● **TASK REQUIREMENTS**:
[a] From the passage on elder care, list every situation named in the semicolon-separated list of troubles that follows the sentence about midlife friends.
[b] Reproduce the passage on elder care word for word, everything from "The elephant in" down to "stew of midlife.".

● **QUOTED PASSAGE**:
# # # # #

And so we continue. When we’re not at the hospital, or the rehab facility, or in a doctor’s office, we water the plants and play music in the dining room. We eat the leftovers and watch the show. We drag to the grocery, and to our own appointments. We drag the trash and recycling to the road. The wind blows and sometimes the sun shines. We fix the wood stove and fill it, wash the dishes and the laundry, pick up the dust bunnies gathered in the corners. We cobble together the basics of daily life and watch the season change.
The living, the dying, the suffering, and the grief. Better get at the living when you get a minute. It’s the best part.
The elephant in the room is the abysmal state of elder care in America. We are, each of us, hurtling towards the inevitable need for care in our later years, or care for our beloved elders. Every one of my midlife friends has been through it, is in the thick of it, or is hand-wringing about which card will bring the whole house down. Hospital stays that spiral out of control (as with my poor dad); rehab situations that can make things worse; independent living that tips into assisted living; the warehousing of infirm elders. Where do we put them? How do we love them and keep them safe? Who pays for it? Why is it all so fucking expensive? The system is broken badly and will not be fixed in time for any of us. We need to be creative and resilient — no easy task in the stew of midlife.

# # # # #

● **LISTED ENTRIES**:
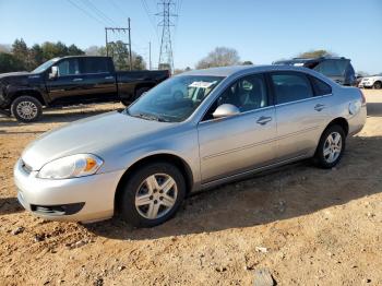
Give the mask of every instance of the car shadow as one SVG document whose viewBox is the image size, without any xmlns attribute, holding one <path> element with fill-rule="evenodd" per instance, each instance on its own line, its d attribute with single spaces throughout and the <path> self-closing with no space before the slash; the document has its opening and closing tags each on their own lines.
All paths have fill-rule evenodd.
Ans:
<svg viewBox="0 0 382 286">
<path fill-rule="evenodd" d="M 0 198 L 0 215 L 23 212 L 24 208 L 16 198 Z"/>
<path fill-rule="evenodd" d="M 368 148 L 368 153 L 365 153 Z M 309 215 L 382 191 L 382 138 L 351 138 L 341 164 L 287 165 L 190 196 L 169 222 L 135 229 L 121 219 L 85 225 L 98 236 L 141 240 L 252 227 Z M 370 168 L 372 166 L 372 168 Z"/>
<path fill-rule="evenodd" d="M 0 117 L 0 127 L 19 127 L 19 126 L 32 126 L 32 124 L 44 124 L 44 123 L 69 123 L 79 119 L 83 119 L 99 114 L 110 112 L 115 110 L 122 110 L 120 106 L 116 104 L 116 107 L 92 109 L 94 106 L 73 107 L 64 109 L 47 109 L 44 111 L 43 117 L 33 123 L 23 123 L 16 121 L 13 117 Z"/>
</svg>

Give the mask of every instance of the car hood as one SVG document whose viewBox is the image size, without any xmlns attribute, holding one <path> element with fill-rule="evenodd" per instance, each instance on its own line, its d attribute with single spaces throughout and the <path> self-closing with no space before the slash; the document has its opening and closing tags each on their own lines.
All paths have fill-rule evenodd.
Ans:
<svg viewBox="0 0 382 286">
<path fill-rule="evenodd" d="M 169 126 L 171 123 L 112 111 L 44 133 L 25 148 L 22 159 L 32 170 L 39 170 L 48 162 L 74 154 L 91 153 L 103 157 L 112 147 L 129 145 L 128 142 L 134 139 Z"/>
</svg>

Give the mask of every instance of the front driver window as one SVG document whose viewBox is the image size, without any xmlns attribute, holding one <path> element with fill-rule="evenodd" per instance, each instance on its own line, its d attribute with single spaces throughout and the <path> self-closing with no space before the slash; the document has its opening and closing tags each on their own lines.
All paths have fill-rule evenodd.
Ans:
<svg viewBox="0 0 382 286">
<path fill-rule="evenodd" d="M 210 107 L 203 120 L 213 119 L 216 108 L 224 104 L 235 105 L 240 112 L 266 107 L 268 103 L 264 76 L 253 74 L 236 81 Z"/>
<path fill-rule="evenodd" d="M 62 60 L 57 64 L 58 75 L 75 75 L 80 73 L 80 64 L 77 59 Z"/>
</svg>

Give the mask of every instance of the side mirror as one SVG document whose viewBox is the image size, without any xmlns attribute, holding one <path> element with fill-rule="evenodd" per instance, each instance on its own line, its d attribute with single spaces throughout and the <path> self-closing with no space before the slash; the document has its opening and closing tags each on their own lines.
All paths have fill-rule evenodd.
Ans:
<svg viewBox="0 0 382 286">
<path fill-rule="evenodd" d="M 214 118 L 224 118 L 236 116 L 238 114 L 240 114 L 240 110 L 235 105 L 224 104 L 218 106 L 212 116 Z"/>
<path fill-rule="evenodd" d="M 56 65 L 51 67 L 51 72 L 49 73 L 49 79 L 56 79 L 58 76 L 58 68 Z"/>
</svg>

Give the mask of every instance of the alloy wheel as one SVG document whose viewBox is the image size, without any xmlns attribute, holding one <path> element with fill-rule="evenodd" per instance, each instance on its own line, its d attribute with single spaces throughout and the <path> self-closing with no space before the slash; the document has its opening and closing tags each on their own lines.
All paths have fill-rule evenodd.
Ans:
<svg viewBox="0 0 382 286">
<path fill-rule="evenodd" d="M 26 120 L 33 119 L 37 116 L 37 106 L 32 102 L 21 102 L 16 107 L 17 115 Z"/>
<path fill-rule="evenodd" d="M 147 219 L 166 215 L 175 205 L 178 187 L 167 174 L 154 174 L 147 177 L 135 193 L 135 208 Z"/>
</svg>

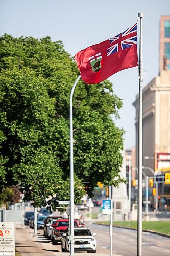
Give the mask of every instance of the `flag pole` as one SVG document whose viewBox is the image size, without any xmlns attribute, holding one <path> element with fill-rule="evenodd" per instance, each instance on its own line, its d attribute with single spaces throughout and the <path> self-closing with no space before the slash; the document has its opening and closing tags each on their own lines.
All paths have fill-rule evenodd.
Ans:
<svg viewBox="0 0 170 256">
<path fill-rule="evenodd" d="M 138 207 L 137 207 L 137 256 L 142 256 L 142 18 L 143 13 L 138 13 L 139 19 L 139 111 L 138 149 Z"/>
<path fill-rule="evenodd" d="M 76 84 L 80 78 L 78 76 L 72 88 L 70 96 L 70 218 L 69 218 L 69 241 L 70 256 L 74 255 L 74 183 L 73 164 L 73 124 L 72 124 L 72 97 Z"/>
</svg>

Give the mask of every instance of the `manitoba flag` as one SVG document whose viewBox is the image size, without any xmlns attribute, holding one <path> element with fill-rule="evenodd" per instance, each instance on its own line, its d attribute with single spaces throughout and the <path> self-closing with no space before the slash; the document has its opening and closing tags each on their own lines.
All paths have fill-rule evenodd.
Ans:
<svg viewBox="0 0 170 256">
<path fill-rule="evenodd" d="M 99 83 L 120 70 L 138 66 L 137 23 L 116 36 L 80 51 L 75 59 L 86 83 Z"/>
</svg>

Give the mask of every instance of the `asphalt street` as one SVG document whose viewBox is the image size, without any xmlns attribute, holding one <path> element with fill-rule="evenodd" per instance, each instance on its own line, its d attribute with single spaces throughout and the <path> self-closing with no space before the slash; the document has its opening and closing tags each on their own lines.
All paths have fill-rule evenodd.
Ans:
<svg viewBox="0 0 170 256">
<path fill-rule="evenodd" d="M 167 222 L 167 224 L 169 223 Z M 96 232 L 97 253 L 91 255 L 104 256 L 110 252 L 109 227 L 86 222 L 86 225 L 92 232 Z M 33 237 L 33 230 L 27 226 L 16 229 L 16 248 L 22 256 L 36 255 L 51 256 L 68 255 L 68 253 L 61 252 L 60 244 L 53 245 L 45 238 L 42 230 L 38 230 L 37 238 Z M 86 253 L 75 253 L 75 256 Z M 113 256 L 136 256 L 137 231 L 130 229 L 113 228 Z M 170 239 L 150 233 L 142 232 L 142 256 L 164 256 L 170 255 Z"/>
</svg>

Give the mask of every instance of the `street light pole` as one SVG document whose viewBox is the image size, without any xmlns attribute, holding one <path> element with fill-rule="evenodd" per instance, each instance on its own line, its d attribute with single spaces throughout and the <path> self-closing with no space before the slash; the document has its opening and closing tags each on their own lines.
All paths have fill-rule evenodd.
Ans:
<svg viewBox="0 0 170 256">
<path fill-rule="evenodd" d="M 131 163 L 129 159 L 129 184 L 128 184 L 128 202 L 129 202 L 129 220 L 130 220 L 130 214 L 131 209 Z"/>
<path fill-rule="evenodd" d="M 80 78 L 77 78 L 72 88 L 70 97 L 70 255 L 74 254 L 74 162 L 73 162 L 73 124 L 72 124 L 72 97 L 76 84 Z"/>
</svg>

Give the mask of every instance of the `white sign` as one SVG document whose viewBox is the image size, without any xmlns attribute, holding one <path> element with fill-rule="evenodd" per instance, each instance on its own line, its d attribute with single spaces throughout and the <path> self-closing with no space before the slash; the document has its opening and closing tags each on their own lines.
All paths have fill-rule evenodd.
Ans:
<svg viewBox="0 0 170 256">
<path fill-rule="evenodd" d="M 111 200 L 103 200 L 102 214 L 111 214 Z"/>
<path fill-rule="evenodd" d="M 0 256 L 15 255 L 15 223 L 0 222 Z"/>
<path fill-rule="evenodd" d="M 69 201 L 59 201 L 58 204 L 69 204 Z"/>
<path fill-rule="evenodd" d="M 150 204 L 151 201 L 143 201 L 143 204 Z"/>
</svg>

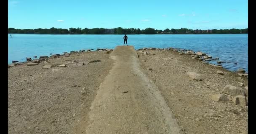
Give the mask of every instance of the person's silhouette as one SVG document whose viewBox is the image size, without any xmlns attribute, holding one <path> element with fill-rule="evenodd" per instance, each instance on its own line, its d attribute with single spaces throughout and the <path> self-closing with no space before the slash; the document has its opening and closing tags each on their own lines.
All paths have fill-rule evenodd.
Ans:
<svg viewBox="0 0 256 134">
<path fill-rule="evenodd" d="M 125 34 L 125 36 L 123 37 L 123 39 L 124 39 L 124 41 L 123 41 L 123 45 L 125 45 L 125 41 L 126 42 L 126 46 L 128 46 L 128 45 L 127 45 L 127 39 L 128 39 L 128 36 L 126 36 L 126 34 Z"/>
</svg>

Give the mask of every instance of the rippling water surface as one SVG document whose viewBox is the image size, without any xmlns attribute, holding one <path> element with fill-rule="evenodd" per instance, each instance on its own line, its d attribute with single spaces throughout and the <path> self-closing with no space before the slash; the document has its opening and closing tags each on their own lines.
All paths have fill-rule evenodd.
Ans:
<svg viewBox="0 0 256 134">
<path fill-rule="evenodd" d="M 8 34 L 8 63 L 26 61 L 26 57 L 50 56 L 80 49 L 114 49 L 123 44 L 123 35 Z M 219 57 L 223 67 L 248 72 L 248 34 L 128 35 L 135 49 L 172 47 L 200 51 Z M 216 63 L 216 61 L 210 62 Z M 237 64 L 235 64 L 235 63 Z"/>
</svg>

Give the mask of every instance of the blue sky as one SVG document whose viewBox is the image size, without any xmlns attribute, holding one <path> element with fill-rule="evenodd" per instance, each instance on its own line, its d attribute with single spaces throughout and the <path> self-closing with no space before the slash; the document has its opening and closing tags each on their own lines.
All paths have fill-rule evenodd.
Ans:
<svg viewBox="0 0 256 134">
<path fill-rule="evenodd" d="M 8 0 L 8 27 L 245 28 L 248 27 L 248 2 Z"/>
</svg>

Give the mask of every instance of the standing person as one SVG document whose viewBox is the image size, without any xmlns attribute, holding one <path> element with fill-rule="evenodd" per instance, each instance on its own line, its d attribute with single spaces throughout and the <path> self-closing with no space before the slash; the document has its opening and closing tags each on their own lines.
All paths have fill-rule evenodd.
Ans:
<svg viewBox="0 0 256 134">
<path fill-rule="evenodd" d="M 128 45 L 127 45 L 127 40 L 128 39 L 128 36 L 126 36 L 126 34 L 125 34 L 125 36 L 123 37 L 123 39 L 124 39 L 123 45 L 125 45 L 125 41 L 126 41 L 126 46 L 128 46 Z"/>
</svg>

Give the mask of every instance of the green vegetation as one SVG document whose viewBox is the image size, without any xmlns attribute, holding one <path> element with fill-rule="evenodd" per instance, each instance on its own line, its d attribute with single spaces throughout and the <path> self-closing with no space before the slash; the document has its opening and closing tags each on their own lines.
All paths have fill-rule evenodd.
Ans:
<svg viewBox="0 0 256 134">
<path fill-rule="evenodd" d="M 248 34 L 248 28 L 238 29 L 216 29 L 212 30 L 192 30 L 187 28 L 171 30 L 167 28 L 163 31 L 155 29 L 150 28 L 144 30 L 140 28 L 123 28 L 121 27 L 112 29 L 103 28 L 94 28 L 89 29 L 85 28 L 82 29 L 80 28 L 71 28 L 69 29 L 56 28 L 51 28 L 50 29 L 37 28 L 35 29 L 20 29 L 13 28 L 8 28 L 8 34 Z"/>
</svg>

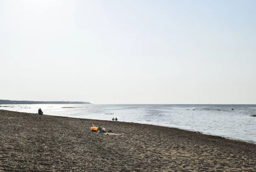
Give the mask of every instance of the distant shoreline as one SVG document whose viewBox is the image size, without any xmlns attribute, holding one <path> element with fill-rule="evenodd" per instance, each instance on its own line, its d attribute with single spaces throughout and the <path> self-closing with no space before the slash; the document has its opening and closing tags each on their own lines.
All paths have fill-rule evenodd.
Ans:
<svg viewBox="0 0 256 172">
<path fill-rule="evenodd" d="M 91 104 L 83 101 L 43 101 L 27 100 L 0 100 L 0 104 Z"/>
</svg>

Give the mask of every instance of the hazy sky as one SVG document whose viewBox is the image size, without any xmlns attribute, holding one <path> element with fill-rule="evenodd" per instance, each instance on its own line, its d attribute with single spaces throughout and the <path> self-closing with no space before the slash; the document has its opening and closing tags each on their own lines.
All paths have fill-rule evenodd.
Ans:
<svg viewBox="0 0 256 172">
<path fill-rule="evenodd" d="M 256 104 L 256 8 L 0 0 L 0 99 Z"/>
</svg>

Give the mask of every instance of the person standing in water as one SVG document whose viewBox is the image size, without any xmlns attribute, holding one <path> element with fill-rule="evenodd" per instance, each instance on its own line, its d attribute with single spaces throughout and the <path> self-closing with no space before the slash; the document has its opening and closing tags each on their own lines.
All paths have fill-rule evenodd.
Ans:
<svg viewBox="0 0 256 172">
<path fill-rule="evenodd" d="M 43 115 L 43 113 L 44 112 L 43 112 L 43 111 L 42 111 L 42 109 L 41 109 L 41 108 L 39 108 L 39 109 L 38 109 L 38 114 Z"/>
</svg>

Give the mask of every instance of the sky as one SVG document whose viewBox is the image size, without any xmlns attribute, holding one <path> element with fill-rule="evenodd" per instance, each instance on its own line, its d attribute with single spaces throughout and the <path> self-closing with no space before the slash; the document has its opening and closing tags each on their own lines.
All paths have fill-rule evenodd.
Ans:
<svg viewBox="0 0 256 172">
<path fill-rule="evenodd" d="M 256 6 L 0 0 L 0 99 L 256 104 Z"/>
</svg>

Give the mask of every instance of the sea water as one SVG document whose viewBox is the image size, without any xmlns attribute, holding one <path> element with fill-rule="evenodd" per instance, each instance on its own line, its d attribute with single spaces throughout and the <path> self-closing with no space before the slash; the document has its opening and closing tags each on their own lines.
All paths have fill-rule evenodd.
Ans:
<svg viewBox="0 0 256 172">
<path fill-rule="evenodd" d="M 173 127 L 256 143 L 255 105 L 0 105 L 0 109 Z M 3 107 L 8 106 L 8 107 Z M 231 110 L 233 109 L 234 110 Z"/>
</svg>

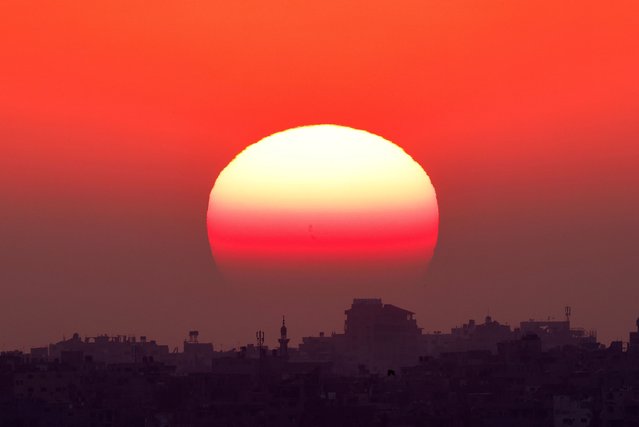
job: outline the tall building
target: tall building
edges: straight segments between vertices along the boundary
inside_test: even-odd
[[[637,330],[630,332],[630,339],[628,340],[628,351],[633,354],[639,355],[639,318],[637,319]]]
[[[286,319],[282,316],[282,327],[280,328],[280,339],[277,340],[280,343],[279,355],[280,357],[288,357],[288,342],[286,330]]]

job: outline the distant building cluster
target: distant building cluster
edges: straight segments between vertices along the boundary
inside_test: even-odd
[[[344,332],[289,346],[180,349],[74,334],[0,354],[2,426],[639,425],[639,320],[604,347],[563,321],[489,316],[424,334],[414,313],[355,299]]]

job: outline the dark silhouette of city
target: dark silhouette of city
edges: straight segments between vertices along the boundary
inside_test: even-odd
[[[627,343],[565,320],[490,316],[423,333],[414,313],[355,299],[344,331],[216,350],[190,331],[73,334],[0,355],[0,426],[634,426],[639,320]],[[277,321],[274,319],[274,321]]]

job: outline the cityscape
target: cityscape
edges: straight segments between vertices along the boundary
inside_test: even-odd
[[[354,299],[340,333],[289,345],[279,319],[230,350],[189,331],[73,334],[0,354],[0,426],[639,425],[639,319],[609,346],[564,320],[490,316],[423,333],[415,314]],[[274,321],[276,321],[274,319]]]

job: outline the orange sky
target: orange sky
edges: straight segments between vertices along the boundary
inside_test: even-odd
[[[440,244],[407,300],[426,330],[571,304],[625,337],[639,6],[609,3],[2,2],[0,323],[30,321],[0,347],[265,329],[212,314],[242,303],[215,290],[207,196],[246,145],[312,123],[382,135],[431,177]],[[349,298],[297,332],[341,327]]]

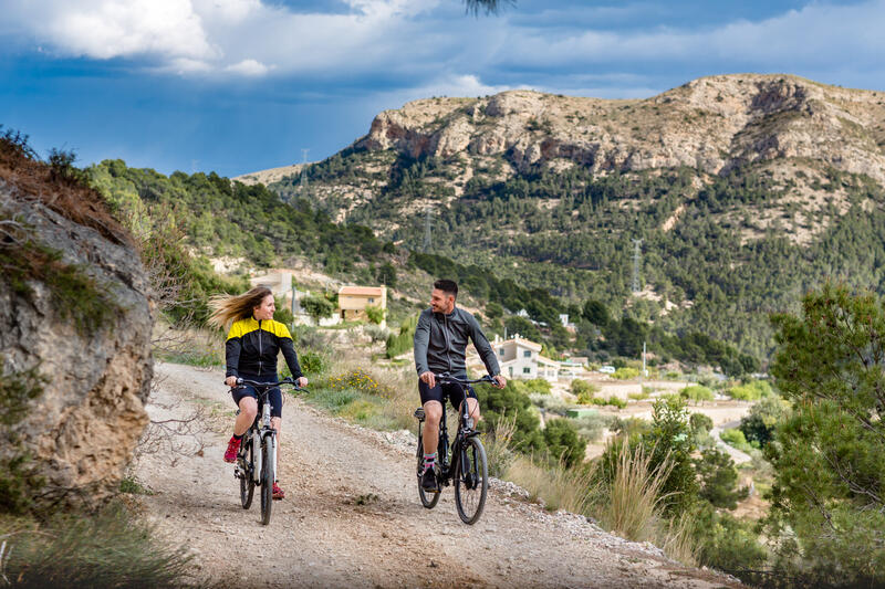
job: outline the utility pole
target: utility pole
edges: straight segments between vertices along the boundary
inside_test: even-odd
[[[643,240],[633,240],[633,292],[638,293],[642,288],[639,287],[639,264],[642,262],[643,252],[642,252],[642,244]]]
[[[431,234],[430,234],[430,207],[427,207],[424,211],[424,253],[428,253],[431,248]]]
[[[310,149],[301,149],[301,196],[308,196],[308,151]]]

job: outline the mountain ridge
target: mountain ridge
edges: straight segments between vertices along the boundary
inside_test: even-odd
[[[309,166],[306,192],[269,188],[413,251],[429,217],[435,253],[764,356],[767,315],[808,288],[882,288],[883,146],[881,92],[720,75],[646,99],[415,101]],[[635,239],[658,301],[632,295]]]

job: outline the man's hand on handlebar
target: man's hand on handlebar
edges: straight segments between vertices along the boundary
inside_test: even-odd
[[[419,376],[418,378],[420,379],[421,382],[424,382],[425,385],[427,385],[431,389],[434,387],[436,387],[436,375],[434,375],[431,371],[428,370],[428,371],[424,372],[421,376]]]

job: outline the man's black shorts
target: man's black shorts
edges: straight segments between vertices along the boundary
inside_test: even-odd
[[[465,395],[465,389],[467,395]],[[436,387],[431,389],[426,382],[418,380],[418,392],[421,396],[421,404],[427,401],[439,401],[442,407],[446,407],[445,399],[448,398],[456,411],[464,402],[465,397],[477,398],[473,387],[459,385],[458,382],[447,382],[445,385],[437,382]]]
[[[241,377],[246,380],[254,380],[256,382],[278,382],[280,380],[277,375],[264,375],[262,377],[241,375]],[[256,388],[248,385],[243,385],[242,388],[232,389],[230,393],[233,396],[233,402],[237,403],[237,407],[240,407],[240,401],[243,397],[251,397],[258,401]],[[283,393],[280,387],[270,389],[268,399],[270,399],[270,417],[283,417]],[[258,414],[261,416],[261,402],[258,403]]]

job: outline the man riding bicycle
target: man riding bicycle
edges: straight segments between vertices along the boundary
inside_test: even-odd
[[[455,382],[439,383],[436,375],[467,379],[466,349],[468,340],[472,340],[486,370],[494,380],[494,386],[499,389],[507,386],[507,379],[500,374],[498,359],[479,323],[472,315],[455,306],[457,296],[458,285],[454,281],[436,281],[430,293],[430,308],[421,312],[415,329],[415,368],[418,371],[418,392],[425,413],[421,433],[421,487],[427,491],[439,490],[434,467],[439,443],[439,421],[442,419],[446,397],[459,411],[460,404],[466,400],[473,422],[477,423],[480,419],[479,401],[472,387]]]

# # # # #

● **RESULTS BY TASK**:
[a]
- Hospital stays that spiral out of control (as with my poor dad)
- Rehab situations that can make things worse
- Independent living that tips into assisted living
- The warehousing of infirm elders

[b]
The elephant in the room is the abysmal state of elder care in America. We are, each of us, hurtling towards the inevitable need for care in our later years, or care for our beloved elders. Every one of my midlife friends has been through it, is in the thick of it, or is hand-wringing about which card will bring the whole house down. Hospital stays that spiral out of control (as with my poor dad); rehab situations that can make things worse; independent living that tips into assisted living; the warehousing of infirm elders. Where do we put them? How do we love them and keep them safe? Who pays for it? Why is it all so fucking expensive? The system is broken badly and will not be fixed in time for any of us. We need to be creative and resilient — no easy task in the stew of midlife.